_REQUIRED TASKS:_
[A] From the rental markets text, copy the passage from "Figure 1: Rents" to "two years before." word for word.
[B] According to the rental markets text, by what percentage did rents in the South decline annually in the second quarter of 2024?

_GIVEN TEXT:_
Rental Markets Are Cooling, but Rents Still Far Exceed Pre-Pandemic Levels
Rent growth has moderated recently from historically high pandemic-era levels, according to our newest report, The State of the Nation’s Housing 2024, as overheated markets cooled and new construction drove up vacancies. At the most recent reading in the second quarter of 2024, national rents increased annually for the third consecutive quarter by a modest 0.2 percent, a sharp turnaround from the 15.3 percent recorded in early 2022 (Figure 1). Despite this cooling, rents have increased significantly since before the pandemic, landing fully 20.9 percent above those from five years ago.
Figure 1: Rents Remain Elevated Despite Recent Moderation
This national trend has played out differently across the country, due to differences in demand and supply factors. For example, rents have continued to grow most in the Northeast and Midwest by 2.4 and 2.7 percent respectively, down from 12.0 and 10.6 percent in 2022 (Figure 2). Markets in the West have also softened significantly in recent months, with rents remaining unchanged on average on an annual basis (down from 15.1 percent growth two years prior). And while rent growth has moderated in much of the country, rents have outright declined in some places. In the South, rents declined annually by 1.4 percent in the second quarter of 2024, a significant change from the 16.6 percent growth recorded two years before.
Figure 2: Rent Growth has Slowed Markedly in South and West
Following this regional trend, rents increased most significantly in Midwest and Northeast markets, with Kansas City, Milwaukee, Cleveland, Cincinnati, and Columbus recording increases between 2.7 and 3.4 percent. In the Northeast, rents increased at comparable rates, growing the most in Newark (2.6 percent), Pittsburgh (2.3 percent), and Boston (2.2 percent). Meanwhile, rents continued to grow as rapidly in only a handful of Southern and Western markets. Rents rose by 2 percent or more in Washington D.C. (3.2 percent), Greensboro (2.6 percent), Virginia Beach (2.6 percent), and Anaheim 2.0 percent).

_DATASET EXTRACT:_
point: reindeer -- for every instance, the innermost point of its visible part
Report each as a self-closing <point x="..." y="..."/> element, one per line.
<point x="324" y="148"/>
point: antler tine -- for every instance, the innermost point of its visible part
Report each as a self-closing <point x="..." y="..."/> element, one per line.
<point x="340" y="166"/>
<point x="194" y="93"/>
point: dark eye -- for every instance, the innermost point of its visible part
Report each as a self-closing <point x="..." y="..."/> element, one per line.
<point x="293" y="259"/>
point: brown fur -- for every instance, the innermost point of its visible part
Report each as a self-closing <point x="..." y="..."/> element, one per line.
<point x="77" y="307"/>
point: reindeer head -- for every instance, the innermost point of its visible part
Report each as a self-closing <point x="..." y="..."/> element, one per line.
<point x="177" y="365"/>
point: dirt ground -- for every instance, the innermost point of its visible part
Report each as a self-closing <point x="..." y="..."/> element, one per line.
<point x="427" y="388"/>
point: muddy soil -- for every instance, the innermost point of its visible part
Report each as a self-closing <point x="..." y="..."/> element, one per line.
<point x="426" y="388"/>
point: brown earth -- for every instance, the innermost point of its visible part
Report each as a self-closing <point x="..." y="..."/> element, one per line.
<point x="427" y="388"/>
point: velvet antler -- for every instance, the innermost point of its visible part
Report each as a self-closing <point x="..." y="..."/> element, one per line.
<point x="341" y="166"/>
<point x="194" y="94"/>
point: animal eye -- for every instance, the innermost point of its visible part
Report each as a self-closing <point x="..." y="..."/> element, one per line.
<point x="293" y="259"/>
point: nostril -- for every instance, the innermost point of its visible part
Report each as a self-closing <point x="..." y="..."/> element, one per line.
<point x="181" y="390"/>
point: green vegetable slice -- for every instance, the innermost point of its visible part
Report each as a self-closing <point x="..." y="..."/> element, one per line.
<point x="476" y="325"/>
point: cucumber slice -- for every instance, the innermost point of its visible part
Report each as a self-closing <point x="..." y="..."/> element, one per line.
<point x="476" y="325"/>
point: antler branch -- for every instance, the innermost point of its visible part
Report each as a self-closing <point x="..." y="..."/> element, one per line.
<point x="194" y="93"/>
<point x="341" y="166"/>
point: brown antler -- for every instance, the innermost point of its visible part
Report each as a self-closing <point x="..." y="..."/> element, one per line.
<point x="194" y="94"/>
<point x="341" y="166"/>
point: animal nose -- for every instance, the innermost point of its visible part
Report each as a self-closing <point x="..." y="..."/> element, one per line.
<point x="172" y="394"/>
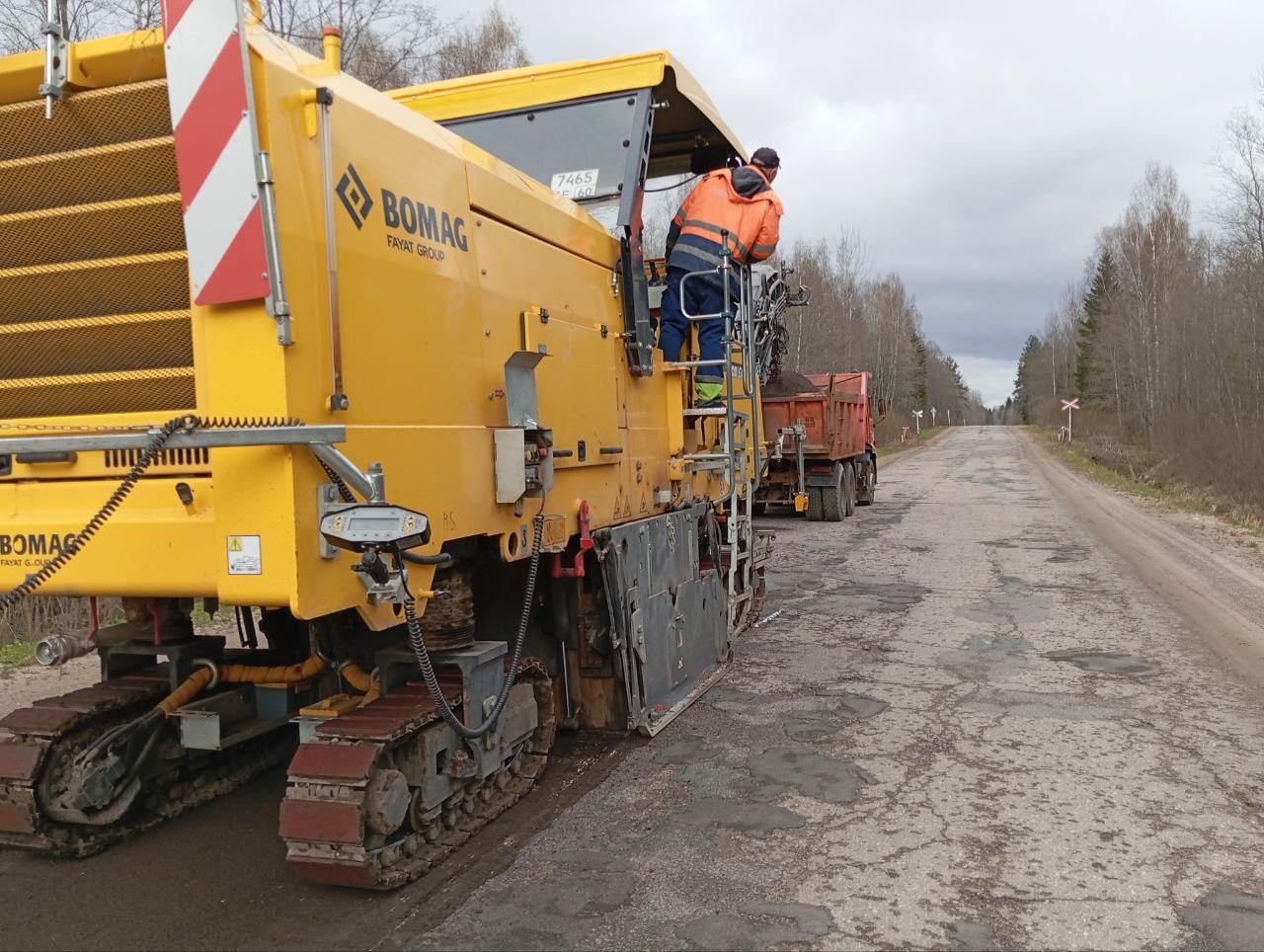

_EXPECTED RESPONSES:_
[A]
Figure 1: Rents Remain Elevated Despite Recent Moderation
This national trend has played out differently across the country, due to differences in demand and supply factors. For example, rents have continued to grow most in the Northeast and Midwest by 2.4 and 2.7 percent respectively, down from 12.0 and 10.6 percent in 2022 (Figure 2). Markets in the West have also softened significantly in recent months, with rents remaining unchanged on average on an annual basis (down from 15.1 percent growth two years prior). And while rent growth has moderated in much of the country, rents have outright declined in some places. In the South, rents declined annually by 1.4 percent in the second quarter of 2024, a significant change from the 16.6 percent growth recorded two years before.

[B] 1.4 percent